## Start

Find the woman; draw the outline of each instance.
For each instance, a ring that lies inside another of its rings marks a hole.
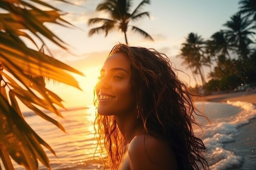
[[[192,115],[195,95],[178,79],[164,54],[117,45],[100,74],[94,127],[109,169],[208,168],[201,153],[204,146],[192,128],[198,125]]]

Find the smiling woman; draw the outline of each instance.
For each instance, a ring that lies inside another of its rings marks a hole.
[[[193,115],[195,95],[169,62],[153,49],[120,44],[111,51],[94,101],[96,136],[103,152],[107,150],[107,168],[208,169],[201,153],[205,148],[192,128],[198,125]]]

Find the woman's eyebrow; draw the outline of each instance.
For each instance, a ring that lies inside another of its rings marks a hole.
[[[116,71],[117,70],[122,70],[128,73],[128,71],[127,71],[126,69],[121,68],[119,68],[119,67],[116,67],[116,68],[112,68],[109,70],[109,71]],[[100,71],[101,73],[105,72],[105,69],[103,68],[101,70],[101,71]]]

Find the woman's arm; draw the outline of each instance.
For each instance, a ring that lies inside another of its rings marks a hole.
[[[149,135],[140,135],[131,141],[128,148],[131,170],[176,170],[174,154],[167,144]]]

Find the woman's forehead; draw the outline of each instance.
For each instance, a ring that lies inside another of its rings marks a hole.
[[[114,68],[121,68],[130,71],[131,63],[128,57],[123,53],[112,54],[105,61],[103,69],[107,70]]]

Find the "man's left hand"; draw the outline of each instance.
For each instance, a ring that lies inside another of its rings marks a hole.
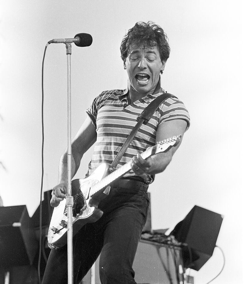
[[[148,173],[152,166],[152,160],[150,157],[144,160],[139,154],[134,156],[131,162],[131,167],[136,175],[141,176]]]

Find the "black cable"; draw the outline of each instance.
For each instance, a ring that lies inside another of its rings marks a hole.
[[[170,282],[170,284],[173,284],[173,282],[172,281],[172,279],[171,278],[171,276],[170,275],[170,273],[167,269],[166,266],[164,264],[164,262],[163,261],[163,258],[160,254],[160,247],[157,247],[156,246],[156,249],[157,251],[157,253],[159,258],[159,259],[160,260],[161,262],[161,264],[163,267],[163,269],[164,270],[164,271],[165,271],[165,273],[166,274],[166,275],[167,275],[168,277],[168,278]]]
[[[41,68],[41,130],[42,133],[42,142],[41,143],[41,192],[40,193],[40,216],[39,219],[39,254],[38,257],[38,282],[39,284],[41,284],[41,276],[40,275],[40,265],[41,264],[41,214],[42,213],[41,202],[42,199],[42,187],[43,185],[43,174],[44,173],[43,166],[43,149],[44,146],[44,125],[43,123],[43,101],[44,100],[44,92],[43,91],[43,69],[44,66],[44,59],[46,54],[46,50],[49,43],[48,43],[45,47],[45,49],[42,59],[42,64]]]
[[[45,235],[45,237],[43,238],[42,239],[41,242],[41,250],[42,252],[42,256],[46,264],[48,262],[48,258],[47,257],[47,255],[46,254],[46,252],[45,251],[45,241],[46,240],[46,238],[47,237],[47,235]]]
[[[179,279],[179,275],[178,274],[178,268],[179,267],[177,266],[177,258],[175,256],[175,252],[174,250],[174,247],[171,247],[171,249],[170,250],[170,252],[171,253],[171,254],[172,256],[172,258],[174,264],[174,268],[175,270],[175,275],[176,277],[176,281],[177,282],[177,283],[178,283],[178,284],[179,284],[180,283],[180,279]],[[173,250],[174,252],[172,251],[172,250]]]
[[[206,283],[206,284],[209,284],[209,283],[210,283],[210,282],[211,282],[213,281],[213,280],[214,280],[214,279],[217,278],[217,277],[219,276],[219,275],[221,273],[222,271],[223,271],[223,269],[224,269],[224,265],[225,264],[225,259],[224,257],[224,252],[223,251],[222,249],[219,246],[215,246],[216,247],[220,249],[220,250],[221,252],[222,253],[222,255],[223,256],[223,259],[224,259],[224,263],[223,264],[223,266],[222,267],[222,268],[221,269],[221,270],[220,271],[220,272],[216,275],[216,276],[215,276],[215,277],[213,278],[212,279],[210,280],[210,281],[208,282],[207,283]]]

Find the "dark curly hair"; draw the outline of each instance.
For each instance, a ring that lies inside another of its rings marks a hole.
[[[166,62],[170,52],[167,35],[159,26],[152,22],[138,22],[124,37],[120,46],[121,58],[124,63],[132,44],[139,46],[158,47],[162,62]]]

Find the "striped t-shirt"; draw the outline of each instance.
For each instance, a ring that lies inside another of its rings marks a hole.
[[[111,164],[131,130],[136,119],[147,106],[164,91],[149,95],[128,105],[128,89],[104,91],[93,101],[86,112],[96,127],[97,140],[88,176],[101,163]],[[116,168],[129,162],[138,153],[144,152],[156,142],[157,129],[164,121],[175,119],[190,123],[189,113],[183,103],[176,98],[165,100],[155,112],[147,124],[142,124],[126,150]],[[124,176],[135,176],[132,171]]]

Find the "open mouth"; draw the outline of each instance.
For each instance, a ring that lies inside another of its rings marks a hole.
[[[135,76],[137,81],[138,83],[145,84],[149,81],[150,76],[147,74],[144,73],[139,73]]]

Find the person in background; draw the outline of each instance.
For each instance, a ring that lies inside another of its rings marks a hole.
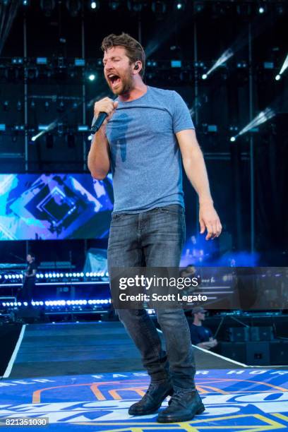
[[[192,309],[194,319],[193,324],[190,325],[190,333],[193,345],[204,349],[210,349],[216,347],[217,342],[213,338],[211,330],[204,327],[202,323],[205,318],[205,312],[201,306],[196,306]]]

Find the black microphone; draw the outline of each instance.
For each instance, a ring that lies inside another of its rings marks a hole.
[[[96,132],[101,128],[102,125],[103,124],[103,121],[107,116],[108,114],[107,112],[101,112],[99,113],[97,118],[94,117],[92,122],[90,133],[96,133]]]

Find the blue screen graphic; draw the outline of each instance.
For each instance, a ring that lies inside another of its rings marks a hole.
[[[111,175],[0,174],[0,240],[103,239],[112,208]]]

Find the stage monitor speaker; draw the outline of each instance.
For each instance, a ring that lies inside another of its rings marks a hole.
[[[270,347],[270,364],[288,366],[288,340],[274,340]]]
[[[247,342],[250,340],[248,327],[231,327],[229,329],[230,342]]]
[[[246,363],[249,366],[269,366],[270,364],[269,342],[246,342]]]
[[[250,330],[251,341],[272,340],[272,327],[251,327]]]
[[[246,364],[246,342],[220,342],[217,352],[225,357]]]
[[[38,308],[20,308],[15,315],[18,319],[32,323],[40,318],[42,313],[42,311]]]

## End

Every record above should be written out again without change, except that the pictures are left out.

**Written reply:**
Find the woman; draw the outline of each instance.
For each instance, a ring that lies inside another of its rings marks a hole.
[[[192,115],[195,95],[178,79],[164,54],[117,45],[100,74],[94,127],[109,169],[208,168],[201,153],[204,146],[192,128],[198,125]]]

Find the smiling woman; draw the outline of each instance.
For each instance, a ring that lies inside another of its rings marks a hole.
[[[193,115],[195,95],[169,62],[153,49],[120,44],[111,51],[94,101],[96,136],[103,152],[107,150],[107,168],[208,169],[201,153],[205,148],[192,128],[198,125]]]

Find the woman's eyebrow; draw the outline of each instance.
For each instance, a ring that lies inside another of its rings marks a hole.
[[[116,71],[117,70],[122,70],[128,73],[128,71],[127,71],[126,69],[121,68],[119,68],[119,67],[116,67],[116,68],[112,68],[109,70],[109,71]],[[100,71],[101,73],[105,72],[105,69],[103,68],[101,70],[101,71]]]

Find the woman's arm; draw the outline of each instance.
For each instance, a ring that lies inside another of its rings marks a hole.
[[[149,135],[140,135],[131,141],[128,148],[131,170],[176,170],[174,154],[167,144]]]

Find the woman's forehead; draw the outline of each instance.
For each instance, a ring that lies inside another of its rings marks a hole.
[[[114,68],[121,68],[130,71],[131,63],[128,57],[123,53],[112,54],[105,61],[103,69],[107,70]]]

Find the "man's left hand"; draw the outline of each instance.
For each instance, a ring that lies inside another of its rings marks a hole.
[[[148,173],[152,166],[152,160],[150,157],[144,160],[139,154],[134,156],[131,162],[131,167],[136,175],[141,176]]]

Find the "black cable"; draw the outline of each instance.
For each instance, a ring that lies inside another of its rings marks a hole.
[[[170,282],[170,284],[173,284],[173,282],[172,281],[172,279],[171,278],[171,276],[170,275],[170,273],[167,269],[166,266],[164,264],[164,262],[163,261],[163,258],[160,254],[160,247],[157,247],[156,246],[156,249],[157,251],[157,253],[159,258],[159,259],[160,260],[161,262],[161,264],[163,267],[163,269],[164,270],[164,271],[165,271],[165,273],[166,274],[166,275],[167,275],[168,277],[168,278]]]
[[[41,68],[41,130],[42,133],[42,142],[41,143],[41,192],[40,193],[40,216],[39,219],[39,254],[38,257],[38,282],[39,284],[41,284],[41,276],[40,275],[40,265],[41,264],[41,214],[42,213],[41,202],[42,199],[42,187],[43,185],[43,174],[44,173],[43,166],[43,149],[44,146],[44,125],[43,123],[43,101],[44,100],[44,92],[43,91],[43,69],[44,66],[44,59],[46,54],[46,50],[49,43],[48,43],[45,47],[45,49],[42,59],[42,64]]]
[[[45,235],[45,237],[43,238],[42,239],[41,242],[41,250],[42,252],[42,256],[46,264],[48,262],[48,258],[47,257],[47,255],[46,254],[46,252],[45,251],[45,241],[46,240],[46,238],[47,237],[47,235]]]
[[[179,279],[179,275],[178,274],[178,268],[179,267],[177,266],[177,258],[175,256],[175,252],[174,250],[174,247],[171,247],[171,249],[170,250],[170,252],[171,253],[171,254],[172,256],[172,258],[174,264],[174,268],[175,270],[175,275],[176,277],[176,281],[177,282],[177,283],[178,283],[178,284],[179,284],[180,283],[180,279]],[[173,250],[174,252],[172,251],[172,250]]]
[[[206,283],[206,284],[209,284],[209,283],[210,283],[210,282],[211,282],[213,281],[213,280],[214,280],[214,279],[217,278],[217,277],[219,276],[219,275],[221,273],[222,271],[223,271],[223,269],[224,269],[224,265],[225,264],[225,259],[224,257],[224,252],[223,251],[222,249],[219,246],[215,246],[216,247],[220,249],[220,250],[221,252],[222,253],[222,255],[223,256],[223,259],[224,259],[224,263],[223,264],[223,266],[222,267],[222,268],[221,269],[221,270],[220,271],[220,272],[216,275],[216,276],[215,276],[215,277],[213,278],[212,279],[210,280],[210,281],[208,282],[207,283]]]

Find the "dark curly hair"; draw the outline of each instance.
For each instance, a ring that lies inside another of its rings marks a hole.
[[[166,62],[170,52],[167,35],[159,26],[152,22],[138,22],[124,37],[120,46],[121,58],[124,63],[132,44],[139,46],[158,47],[162,62]]]

Find the "striped t-shirt"; draw the outline of each instance.
For each instance, a ring that lies inside another of its rings marks a hole.
[[[111,164],[131,130],[136,119],[147,106],[164,91],[149,95],[128,105],[128,89],[104,91],[93,101],[86,112],[96,127],[97,140],[88,176],[101,163]],[[116,168],[129,162],[138,153],[144,152],[156,142],[157,129],[164,121],[175,119],[190,123],[189,113],[183,103],[176,98],[165,100],[155,112],[147,124],[142,124],[126,150]],[[124,176],[135,176],[132,171]]]

Find the "open mouth"; draw the outline of each instance.
For each instance, a ring that lies inside another of its rings marks a hole.
[[[135,76],[137,81],[138,83],[145,84],[149,81],[150,76],[147,74],[144,73],[139,73]]]

Find the person in background; draw the outline of each instance.
For each instance, a ring that lies inside another of its rings marks a hole.
[[[192,309],[194,319],[193,324],[190,325],[190,333],[193,345],[204,349],[210,349],[216,347],[217,342],[213,338],[211,330],[204,327],[202,323],[205,318],[205,312],[201,306],[196,306]]]

Find the black microphone; draw the outline of each instance.
For each instance, a ring that lies inside another of its rings marks a hole.
[[[96,132],[101,128],[102,125],[103,124],[103,121],[107,116],[108,114],[107,112],[101,112],[99,113],[97,118],[94,117],[92,122],[90,133],[96,133]]]

Find the blue screen graphic; draw the outline of each instance.
For each instance, a ring that lies inside another of its rings marks a hole.
[[[111,175],[0,174],[0,240],[103,239],[112,208]]]

Find the stage monitor speaker; draw the outline of each instance.
For each instance, a ring that lies inside another of its rings marks a hole.
[[[270,347],[270,364],[288,366],[288,340],[274,340]]]
[[[247,342],[250,340],[248,327],[231,327],[229,329],[230,342]]]
[[[246,363],[249,366],[269,366],[270,364],[269,342],[246,342]]]
[[[250,330],[251,341],[272,340],[272,327],[251,327]]]
[[[246,364],[246,342],[220,342],[217,352],[225,357]]]
[[[38,308],[20,308],[15,315],[18,319],[32,323],[40,318],[42,313],[42,311]]]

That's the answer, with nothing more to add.